▶ _Texte fourni_:

↓

Absolument ! Cette vie sociale est complètement disloquée aujourd'hui. Parce qu'il n'y a plus de valeur, plus de référence. Lorsque je regardais la télé avec ma mère et que je lui montrais le concours Miss Côte d'Ivoire, elle se moquait en disant : « Une femme qui n'a ni poitrine, ni fesse, on dit qu'elle est belle. » ce qui veut dire que nous avons perdu l'ensemble de nos repères. Le rite n'a plus la même valeur. On trouve néanmoins des endroits où ces pratiques continuent.


•Le blon a-t-il le même contenu que les trois autres rites ? L'initié revenait-il chaque année ou bien il était initié une bonne fois pour toute ?

Cette initiation se faisait une fois pour toute. Maintenant, quand on entre dans la société des masques, on fait partie de l'assemblée des initiés. Donc, on assiste à toutes les réunions, on participe aux prises de décision. Et c'est ainsi qu'on apprend. A chaque réunion, selon les événements, les anciens nous apprennent quelque chose. C'est donc une formation sur le tas qui dure toute la vie.


•Concernant l'initiation de départ, vous avez dit qu'elle dure un an pour les filles ? Et pour les garçons?

C'est moins long. C'est d'une manière générale un ou deux mois.


•Et quel en était le contenu ?

Jusqu'à cet âge, on leur disait que le masque est tombé du ciel. Mais là, on leur dit la réalité. On leur explique comment le lignage a eu son premier masque, et comment la société est organisée


•Pour recevoir ces informations il faut intégrer la société secrète des masques…

Oui, c'est quand l'initié intègre la société des masques qu'on lui apprend cela. Quand il a fait la circoncision, en ce moment, on lui apprend la réalité sociale. Parce que jusqu'à cet âge, il est considéré comme un enfant. Donc, on lui raconte des mythes, des légendes pour qu'il soit un responsable qui prend des décisions en connaissance de cause.

↑

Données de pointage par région
↓

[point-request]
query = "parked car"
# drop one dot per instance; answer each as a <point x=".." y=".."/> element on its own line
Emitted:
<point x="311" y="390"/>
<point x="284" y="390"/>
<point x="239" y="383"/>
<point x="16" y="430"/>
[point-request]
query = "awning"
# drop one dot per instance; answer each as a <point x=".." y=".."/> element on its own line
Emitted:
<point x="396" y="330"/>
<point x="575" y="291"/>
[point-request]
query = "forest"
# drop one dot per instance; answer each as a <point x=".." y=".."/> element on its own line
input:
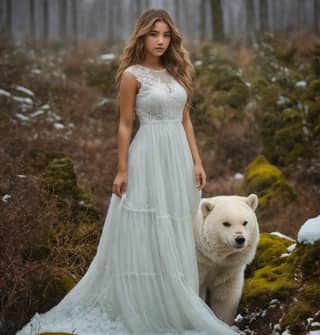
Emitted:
<point x="256" y="117"/>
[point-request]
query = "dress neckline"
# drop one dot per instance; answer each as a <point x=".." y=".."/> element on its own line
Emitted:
<point x="148" y="68"/>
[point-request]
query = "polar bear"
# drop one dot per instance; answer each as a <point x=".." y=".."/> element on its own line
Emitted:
<point x="226" y="236"/>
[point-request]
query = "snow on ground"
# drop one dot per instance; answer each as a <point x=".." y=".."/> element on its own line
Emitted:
<point x="310" y="231"/>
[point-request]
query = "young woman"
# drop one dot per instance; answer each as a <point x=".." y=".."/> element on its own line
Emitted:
<point x="144" y="277"/>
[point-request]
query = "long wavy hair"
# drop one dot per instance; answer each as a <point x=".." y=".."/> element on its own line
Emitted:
<point x="175" y="59"/>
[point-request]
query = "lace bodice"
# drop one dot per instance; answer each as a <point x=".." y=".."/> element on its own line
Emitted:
<point x="161" y="96"/>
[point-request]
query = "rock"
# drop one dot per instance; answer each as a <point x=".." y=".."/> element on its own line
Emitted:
<point x="282" y="288"/>
<point x="267" y="181"/>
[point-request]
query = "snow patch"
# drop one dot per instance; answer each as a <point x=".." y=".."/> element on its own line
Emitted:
<point x="25" y="90"/>
<point x="4" y="92"/>
<point x="310" y="231"/>
<point x="291" y="247"/>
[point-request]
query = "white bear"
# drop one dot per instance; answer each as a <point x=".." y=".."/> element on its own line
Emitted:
<point x="226" y="236"/>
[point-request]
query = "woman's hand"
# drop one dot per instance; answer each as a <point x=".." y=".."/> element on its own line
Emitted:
<point x="120" y="183"/>
<point x="201" y="177"/>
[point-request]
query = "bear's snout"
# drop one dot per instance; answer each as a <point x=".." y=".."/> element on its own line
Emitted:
<point x="240" y="241"/>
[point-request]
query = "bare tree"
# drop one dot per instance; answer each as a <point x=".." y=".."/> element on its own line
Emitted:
<point x="217" y="20"/>
<point x="250" y="16"/>
<point x="63" y="10"/>
<point x="264" y="15"/>
<point x="203" y="16"/>
<point x="45" y="19"/>
<point x="74" y="11"/>
<point x="8" y="25"/>
<point x="32" y="19"/>
<point x="316" y="10"/>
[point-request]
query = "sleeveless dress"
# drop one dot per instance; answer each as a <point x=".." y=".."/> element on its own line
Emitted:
<point x="144" y="276"/>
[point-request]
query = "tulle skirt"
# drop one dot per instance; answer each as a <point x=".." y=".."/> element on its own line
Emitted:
<point x="144" y="276"/>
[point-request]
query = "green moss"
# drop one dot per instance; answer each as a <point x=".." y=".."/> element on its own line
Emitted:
<point x="267" y="181"/>
<point x="269" y="250"/>
<point x="296" y="317"/>
<point x="312" y="91"/>
<point x="307" y="259"/>
<point x="268" y="283"/>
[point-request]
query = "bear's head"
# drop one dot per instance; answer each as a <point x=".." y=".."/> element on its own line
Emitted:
<point x="229" y="225"/>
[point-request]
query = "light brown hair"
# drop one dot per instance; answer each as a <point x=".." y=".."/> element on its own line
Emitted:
<point x="175" y="59"/>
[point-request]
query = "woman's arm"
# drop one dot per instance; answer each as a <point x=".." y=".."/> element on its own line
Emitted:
<point x="127" y="95"/>
<point x="199" y="171"/>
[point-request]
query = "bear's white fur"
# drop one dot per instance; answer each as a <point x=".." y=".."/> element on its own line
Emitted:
<point x="226" y="234"/>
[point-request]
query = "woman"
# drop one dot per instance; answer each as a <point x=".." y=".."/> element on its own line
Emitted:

↑

▶ _Questions d'étude_:
[1] Relevez tous les passages précédés d'une puce dans le texte sur l'initiation et la société des masques.
[2] Dans le texte sur l'initiation, remplacez "les anciens" par "les aînés" dans le passage qui commence par "Cette initiation se" et se termine par "pour les garçons?".

▶ _Corrigé des exercices_:
[1]
- « Le blon a-t-il le même contenu que les trois autres rites ? L'initié revenait-il chaque année ou bien il était initié une bonne fois pour toute ? »
- « Concernant l'initiation de départ, vous avez dit qu'elle dure un an pour les filles ? Et pour les garçons? »
- « Et quel en était le contenu ? »
- « Pour recevoir ces informations il faut intégrer la société secrète des masques… »

[2]
Cette initiation se faisait une fois pour toute. Maintenant, quand on entre dans la société des masques, on fait partie de l'assemblée des initiés. Donc, on assiste à toutes les réunions, on participe aux prises de décision. Et c'est ainsi qu'on apprend. A chaque réunion, selon les événements, les aînés nous apprennent quelque chose. C'est donc une formation sur le tas qui dure toute la vie.


•Concernant l'initiation de départ, vous avez dit qu'elle dure un an pour les filles ? Et pour les garçons?